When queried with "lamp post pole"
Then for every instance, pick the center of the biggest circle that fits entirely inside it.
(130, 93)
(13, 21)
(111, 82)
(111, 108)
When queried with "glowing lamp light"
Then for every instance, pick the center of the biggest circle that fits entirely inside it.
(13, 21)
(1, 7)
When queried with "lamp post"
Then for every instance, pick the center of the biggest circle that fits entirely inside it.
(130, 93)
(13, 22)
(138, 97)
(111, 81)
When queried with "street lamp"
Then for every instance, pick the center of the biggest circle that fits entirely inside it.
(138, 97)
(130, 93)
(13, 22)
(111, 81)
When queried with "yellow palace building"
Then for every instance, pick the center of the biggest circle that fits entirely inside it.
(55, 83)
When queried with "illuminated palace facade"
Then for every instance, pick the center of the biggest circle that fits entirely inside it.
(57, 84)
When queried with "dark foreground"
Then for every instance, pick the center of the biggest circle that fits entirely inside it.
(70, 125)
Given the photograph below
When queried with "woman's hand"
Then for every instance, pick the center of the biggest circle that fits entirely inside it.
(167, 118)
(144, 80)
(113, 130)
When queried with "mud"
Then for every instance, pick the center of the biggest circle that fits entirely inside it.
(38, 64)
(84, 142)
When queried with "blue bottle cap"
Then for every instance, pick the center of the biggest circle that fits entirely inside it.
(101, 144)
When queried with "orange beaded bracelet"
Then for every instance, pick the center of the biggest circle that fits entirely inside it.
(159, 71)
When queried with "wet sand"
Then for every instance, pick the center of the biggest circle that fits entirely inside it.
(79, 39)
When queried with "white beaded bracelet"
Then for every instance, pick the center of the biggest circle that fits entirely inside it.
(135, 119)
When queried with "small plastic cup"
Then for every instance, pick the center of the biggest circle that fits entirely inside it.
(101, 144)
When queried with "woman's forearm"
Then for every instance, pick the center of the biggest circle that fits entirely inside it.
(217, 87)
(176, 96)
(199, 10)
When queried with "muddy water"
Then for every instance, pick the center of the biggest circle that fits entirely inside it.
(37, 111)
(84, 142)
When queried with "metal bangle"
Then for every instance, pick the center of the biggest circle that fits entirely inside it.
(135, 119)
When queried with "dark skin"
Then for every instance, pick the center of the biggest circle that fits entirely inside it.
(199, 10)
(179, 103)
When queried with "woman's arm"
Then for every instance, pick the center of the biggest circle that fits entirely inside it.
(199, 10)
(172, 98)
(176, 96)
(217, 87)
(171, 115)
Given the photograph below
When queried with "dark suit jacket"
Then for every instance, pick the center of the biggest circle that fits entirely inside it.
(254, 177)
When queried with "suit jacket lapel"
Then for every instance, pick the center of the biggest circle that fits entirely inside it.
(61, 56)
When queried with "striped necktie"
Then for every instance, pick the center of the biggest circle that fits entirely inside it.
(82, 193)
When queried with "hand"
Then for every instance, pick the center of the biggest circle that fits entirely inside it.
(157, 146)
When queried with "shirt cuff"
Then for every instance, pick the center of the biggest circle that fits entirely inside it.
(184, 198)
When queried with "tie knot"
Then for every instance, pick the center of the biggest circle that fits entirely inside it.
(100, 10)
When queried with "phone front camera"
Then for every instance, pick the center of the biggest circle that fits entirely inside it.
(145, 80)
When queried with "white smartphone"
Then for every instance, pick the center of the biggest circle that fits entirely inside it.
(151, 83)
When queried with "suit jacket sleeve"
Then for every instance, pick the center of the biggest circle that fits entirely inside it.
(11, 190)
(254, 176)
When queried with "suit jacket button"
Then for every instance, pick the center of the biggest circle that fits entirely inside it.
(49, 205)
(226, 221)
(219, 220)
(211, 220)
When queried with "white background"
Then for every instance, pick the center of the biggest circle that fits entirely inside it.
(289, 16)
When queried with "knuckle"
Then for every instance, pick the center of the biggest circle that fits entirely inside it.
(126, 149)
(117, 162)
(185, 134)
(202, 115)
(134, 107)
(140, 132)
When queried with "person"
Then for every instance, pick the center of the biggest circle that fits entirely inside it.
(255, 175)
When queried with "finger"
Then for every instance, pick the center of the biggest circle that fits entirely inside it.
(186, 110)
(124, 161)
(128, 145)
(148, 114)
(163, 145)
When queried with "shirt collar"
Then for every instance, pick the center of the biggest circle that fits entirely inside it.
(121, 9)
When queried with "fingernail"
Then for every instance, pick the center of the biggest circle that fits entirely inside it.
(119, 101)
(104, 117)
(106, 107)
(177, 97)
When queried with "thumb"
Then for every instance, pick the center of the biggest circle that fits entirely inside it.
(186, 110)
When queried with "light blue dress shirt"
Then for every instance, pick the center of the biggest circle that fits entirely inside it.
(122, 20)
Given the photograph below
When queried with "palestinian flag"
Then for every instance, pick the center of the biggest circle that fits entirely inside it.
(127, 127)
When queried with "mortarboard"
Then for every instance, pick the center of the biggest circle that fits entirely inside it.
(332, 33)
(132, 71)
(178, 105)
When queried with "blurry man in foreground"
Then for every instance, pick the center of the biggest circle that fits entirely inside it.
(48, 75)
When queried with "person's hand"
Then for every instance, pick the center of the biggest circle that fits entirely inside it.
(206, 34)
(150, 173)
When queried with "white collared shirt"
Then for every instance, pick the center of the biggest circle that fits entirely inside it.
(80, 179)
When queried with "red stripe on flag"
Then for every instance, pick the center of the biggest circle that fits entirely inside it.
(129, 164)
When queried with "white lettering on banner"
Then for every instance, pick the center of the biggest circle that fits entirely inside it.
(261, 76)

EXERCISE AIM
Return the entries above exactly, each one complete.

WRITTEN SOLUTION
When queried with "lamp post pole"
Then for every instance, pick the center of the biggest circle that fits entirely inside it.
(130, 93)
(13, 21)
(111, 82)
(111, 108)
When queried with "glowing lamp light"
Then for every instance, pick the center of the biggest circle that fits entirely inside it.
(13, 21)
(1, 7)
When queried with "lamp post"
Then for every instance, pick the center of the biggest circle that fits entirely inside it.
(130, 93)
(13, 22)
(138, 97)
(111, 81)
When queried with "street lamp"
Then for every instance, pick the center of the biggest circle that fits entirely inside it.
(138, 97)
(130, 93)
(13, 22)
(111, 81)
When queried with "yellow palace building"
Then for every instance, pick the center of the biggest circle that fits entirely inside it.
(55, 83)
When queried with "illuminated palace facade"
Then for every instance, pick the center of the biggest circle that fits entirely inside it.
(57, 84)
When queried with "dark foreground"
Then for every instance, pick the center of the biggest circle that fits entirely inside it.
(70, 125)
Given the photograph below
When queried with "woman's hand"
Then for every instance, pick the center of the biggest circle that fits entirely inside it.
(167, 118)
(144, 80)
(113, 130)
When queried with "mud"
Then for every instance, pick the center of the biggest circle that fits entirely inside it.
(38, 64)
(84, 142)
When queried with "blue bottle cap"
Then for every instance, pick the center of the biggest circle that fits entirely inside it.
(101, 144)
When queried with "orange beaded bracelet"
Then for every instance, pick the center of the biggest circle that fits entirely inside it.
(159, 71)
When queried with "wet sand"
Then for every instance, pick the center of the biggest circle that fits entirely inside it.
(79, 39)
When queried with "white beaded bracelet"
Then for every instance, pick the center of the biggest circle that fits entirely inside it.
(135, 119)
When queried with "small plastic cup"
Then for every instance, pick the center of the biggest circle that fits entirely inside it.
(101, 144)
When queried with "woman's forearm"
Then for every instance, pick the center of the biggest circle that fits entirely inside it.
(217, 87)
(176, 96)
(199, 10)
When queried with "muddy water"
Then for every instance, pick the center of the biggest circle that fits entirely inside it.
(37, 111)
(84, 142)
When queried with "metal bangle"
Then for every instance, pick the center of the biggest circle that fits entirely inside it.
(135, 119)
When queried with "dark skin"
Then for every instance, pick the center of the biggest circle that fits entirely inside it.
(199, 10)
(179, 103)
When queried with "woman's arm"
Then for every instance, pick the center of the biggest circle that fits entirely inside it.
(199, 10)
(172, 98)
(176, 96)
(217, 87)
(171, 115)
Given the photograph below
When queried with "dark suit jacket"
Then for every instance, pick the center of the biggest circle that fits entirely inside it.
(254, 177)
When queried with "suit jacket lapel"
Then for every instance, pick the center of the biggest circle that fits entirely inside it.
(61, 56)
When queried with "striped necktie"
Then for every instance, pick the center of the biggest circle that fits entirely inside it.
(82, 193)
When queried with "hand"
Then for every instance, pick the center of the biggest circle that fits entirely inside it.
(157, 146)
When queried with "shirt cuff"
Then for every instance, pick the center of the biggest circle that fits entirely inside it.
(184, 198)
When queried with "tie knot"
Then for every instance, pick the center of the biggest circle that fits entirely inside it.
(100, 10)
When queried with "phone front camera"
Then for every instance, pick the center of the biggest circle that fits entirely inside it.
(145, 80)
When queried with "white smartphone"
Then for every instance, pick the center of the biggest circle that fits entirely inside it.
(151, 83)
When queried with "suit jacket sleeve"
Then for every instance, pick the center of the biggest circle that fits entirely inside it.
(11, 190)
(254, 176)
When queried with "suit jacket button"
Then for every instance, pick the center of the biggest circle that fits entirely inside it.
(49, 205)
(226, 221)
(219, 220)
(211, 220)
When queried with "white background"
Then for every instance, pick the center of the biggest circle that fits entirely inside it.
(289, 16)
When queried with "knuckle"
Then for every instance, pick the center of the biggest circle that fits entirely inside it.
(126, 149)
(117, 162)
(185, 134)
(202, 115)
(134, 107)
(140, 132)
When queried with "person"
Then for every instance, pick the center of the biggest circle that fits entirely inside it.
(255, 175)
When queried with "finger"
Then for every instance, pick the center of the biggest circle that fits entirely inside it.
(186, 110)
(124, 161)
(128, 145)
(148, 114)
(163, 145)
When queried with "shirt collar"
Then for every instance, pick the center of the biggest circle that fits entirely inside it.
(121, 9)
When queried with "fingernail"
Then for every instance, pick the center of the biggest circle that fits entirely inside it.
(119, 101)
(104, 117)
(106, 107)
(177, 97)
When queried with "thumb"
Then for every instance, pick the center of the biggest circle that fits entirely inside it.
(186, 110)
When queried with "light blue dress shirt"
Then for every instance, pick the center of the biggest circle that fits entirely inside it.
(122, 20)
Given the photograph below
When queried with "palestinian flag"
Then for every instance, pick the center of the biggest circle that fits entirely inside it.
(127, 127)
When queried with "mortarboard"
Then for every instance, pick the center of the biggest circle that fits entirely inside it.
(332, 33)
(132, 71)
(178, 105)
When queried with "blurry man in foreground"
Then for every instance, pick the center of the biggest circle that fits entirely inside it.
(48, 75)
When queried with "person's hand"
Then for every instance, pick the center of the biggest circle that fits entirely inside it.
(206, 34)
(150, 173)
When queried with "white collared shirt"
Then for every instance, pick the center of the biggest circle that fits entirely inside it.
(80, 179)
When queried with "red stripe on flag"
Then for every instance, pick the center of the biggest circle that fits entirely inside it.
(129, 164)
When queried with "white lettering on banner"
Then for every instance, pick the center of the biggest circle that fits entirely inside it.
(261, 76)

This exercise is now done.